### The input
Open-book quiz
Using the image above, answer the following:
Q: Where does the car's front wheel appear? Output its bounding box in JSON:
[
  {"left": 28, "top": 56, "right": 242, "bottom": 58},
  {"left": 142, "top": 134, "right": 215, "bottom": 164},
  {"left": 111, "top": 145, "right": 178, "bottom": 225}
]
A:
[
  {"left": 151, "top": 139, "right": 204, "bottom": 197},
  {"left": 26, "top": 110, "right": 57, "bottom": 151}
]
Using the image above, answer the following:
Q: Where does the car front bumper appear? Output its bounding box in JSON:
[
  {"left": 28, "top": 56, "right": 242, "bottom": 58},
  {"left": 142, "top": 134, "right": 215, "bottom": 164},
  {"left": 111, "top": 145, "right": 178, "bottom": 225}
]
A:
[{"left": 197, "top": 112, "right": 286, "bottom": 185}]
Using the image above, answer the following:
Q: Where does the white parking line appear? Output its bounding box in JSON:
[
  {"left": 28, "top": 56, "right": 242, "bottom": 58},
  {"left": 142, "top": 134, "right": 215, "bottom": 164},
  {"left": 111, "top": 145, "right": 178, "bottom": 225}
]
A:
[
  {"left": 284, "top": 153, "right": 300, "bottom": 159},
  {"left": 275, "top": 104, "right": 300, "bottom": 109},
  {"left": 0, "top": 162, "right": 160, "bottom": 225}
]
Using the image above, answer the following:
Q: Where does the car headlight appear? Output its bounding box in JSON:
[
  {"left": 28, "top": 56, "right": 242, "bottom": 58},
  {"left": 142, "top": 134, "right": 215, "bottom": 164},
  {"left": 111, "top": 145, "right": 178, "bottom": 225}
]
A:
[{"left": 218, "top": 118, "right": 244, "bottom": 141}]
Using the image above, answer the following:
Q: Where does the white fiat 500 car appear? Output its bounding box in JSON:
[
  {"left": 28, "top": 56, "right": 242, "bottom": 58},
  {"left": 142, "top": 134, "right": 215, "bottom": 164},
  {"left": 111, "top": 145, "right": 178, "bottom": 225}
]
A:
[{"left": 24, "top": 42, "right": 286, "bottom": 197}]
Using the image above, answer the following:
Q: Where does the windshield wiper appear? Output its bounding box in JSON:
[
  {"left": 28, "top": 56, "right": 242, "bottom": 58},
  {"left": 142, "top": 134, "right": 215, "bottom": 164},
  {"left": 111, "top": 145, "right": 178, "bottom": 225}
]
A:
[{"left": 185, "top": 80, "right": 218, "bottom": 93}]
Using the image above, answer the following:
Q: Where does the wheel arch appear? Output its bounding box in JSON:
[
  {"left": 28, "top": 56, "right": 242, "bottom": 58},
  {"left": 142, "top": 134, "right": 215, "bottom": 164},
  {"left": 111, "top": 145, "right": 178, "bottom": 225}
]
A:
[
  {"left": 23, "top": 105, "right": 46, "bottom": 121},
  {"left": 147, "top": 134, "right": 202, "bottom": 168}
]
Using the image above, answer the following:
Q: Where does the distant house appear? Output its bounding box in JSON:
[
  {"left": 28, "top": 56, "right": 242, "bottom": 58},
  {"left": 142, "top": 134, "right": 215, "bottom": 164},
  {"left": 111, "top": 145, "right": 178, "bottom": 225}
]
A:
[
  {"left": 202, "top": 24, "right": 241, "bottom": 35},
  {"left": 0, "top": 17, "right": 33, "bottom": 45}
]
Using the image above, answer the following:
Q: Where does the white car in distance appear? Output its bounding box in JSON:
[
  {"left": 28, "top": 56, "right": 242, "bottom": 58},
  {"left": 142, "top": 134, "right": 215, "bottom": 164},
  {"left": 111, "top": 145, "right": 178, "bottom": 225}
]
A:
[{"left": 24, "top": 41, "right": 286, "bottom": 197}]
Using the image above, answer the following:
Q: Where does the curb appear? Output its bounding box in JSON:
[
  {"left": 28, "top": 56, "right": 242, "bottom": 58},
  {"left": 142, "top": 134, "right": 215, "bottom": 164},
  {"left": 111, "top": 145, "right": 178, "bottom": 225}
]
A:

### Written task
From the records above, extract every entry exactly as given.

### Expected answer
Open-book quiz
Using the image above, answer the following:
Q: Where does the car's front wheel appear? Output its bounding box in JSON:
[
  {"left": 28, "top": 56, "right": 242, "bottom": 58},
  {"left": 142, "top": 134, "right": 215, "bottom": 164},
  {"left": 111, "top": 145, "right": 178, "bottom": 225}
]
A:
[
  {"left": 151, "top": 139, "right": 204, "bottom": 197},
  {"left": 26, "top": 110, "right": 57, "bottom": 151}
]
Using the image above, answer the following:
Q: Where does the car front bumper appear? Output its bounding box in JSON:
[
  {"left": 28, "top": 56, "right": 242, "bottom": 58},
  {"left": 142, "top": 134, "right": 215, "bottom": 164},
  {"left": 111, "top": 145, "right": 178, "bottom": 225}
]
A:
[{"left": 197, "top": 112, "right": 286, "bottom": 185}]
Using the image above, answer the following:
Q: Where does the white parking line appear? Output its bounding box in JSON:
[
  {"left": 28, "top": 56, "right": 242, "bottom": 58},
  {"left": 142, "top": 134, "right": 215, "bottom": 164},
  {"left": 111, "top": 145, "right": 178, "bottom": 225}
]
A:
[
  {"left": 284, "top": 153, "right": 300, "bottom": 159},
  {"left": 275, "top": 104, "right": 300, "bottom": 109},
  {"left": 0, "top": 162, "right": 160, "bottom": 225}
]
Using the image above, answer the following:
Q: Where does the car headlight appear? Output its bounding box in JSON:
[
  {"left": 28, "top": 56, "right": 242, "bottom": 58},
  {"left": 142, "top": 134, "right": 215, "bottom": 164},
  {"left": 111, "top": 145, "right": 178, "bottom": 225}
]
A:
[{"left": 218, "top": 118, "right": 244, "bottom": 141}]
Using the image above, answer the following:
Q: Where does the white fiat 500 car appear? Output its bounding box in JSON:
[
  {"left": 28, "top": 56, "right": 242, "bottom": 58},
  {"left": 142, "top": 134, "right": 215, "bottom": 164},
  {"left": 111, "top": 145, "right": 178, "bottom": 225}
]
A:
[{"left": 24, "top": 42, "right": 286, "bottom": 197}]
Using the image above, answer the following:
Q: Where does the windshield wiper appear? Output its bounding box in JSON:
[
  {"left": 28, "top": 56, "right": 242, "bottom": 58},
  {"left": 142, "top": 134, "right": 215, "bottom": 164},
  {"left": 111, "top": 145, "right": 178, "bottom": 225}
]
A:
[{"left": 185, "top": 80, "right": 218, "bottom": 93}]
Using the image above, answer the following:
Q: Where does the wheel arch appear? Output its bounding box in JSON:
[
  {"left": 28, "top": 56, "right": 242, "bottom": 58},
  {"left": 142, "top": 134, "right": 215, "bottom": 164},
  {"left": 111, "top": 145, "right": 178, "bottom": 225}
]
A:
[
  {"left": 23, "top": 105, "right": 46, "bottom": 121},
  {"left": 147, "top": 134, "right": 202, "bottom": 168}
]
Using the image above, answer the following:
Q: Where does the distant house appear? Output its bounding box in JSON:
[
  {"left": 28, "top": 56, "right": 242, "bottom": 58},
  {"left": 142, "top": 134, "right": 215, "bottom": 164},
  {"left": 111, "top": 145, "right": 178, "bottom": 225}
]
A:
[
  {"left": 202, "top": 24, "right": 241, "bottom": 35},
  {"left": 0, "top": 17, "right": 33, "bottom": 45}
]
Using the image above, answer the following:
Q: Where does the white car in distance appear? Output its bounding box in JSON:
[
  {"left": 28, "top": 56, "right": 242, "bottom": 58},
  {"left": 142, "top": 134, "right": 215, "bottom": 164},
  {"left": 111, "top": 145, "right": 178, "bottom": 225}
]
A:
[{"left": 24, "top": 41, "right": 286, "bottom": 197}]
Using the image above, answer the following:
Q: Where does the curb appear? Output its bounding box in JSON:
[
  {"left": 28, "top": 56, "right": 242, "bottom": 58},
  {"left": 142, "top": 134, "right": 215, "bottom": 164},
  {"left": 111, "top": 145, "right": 178, "bottom": 225}
]
A:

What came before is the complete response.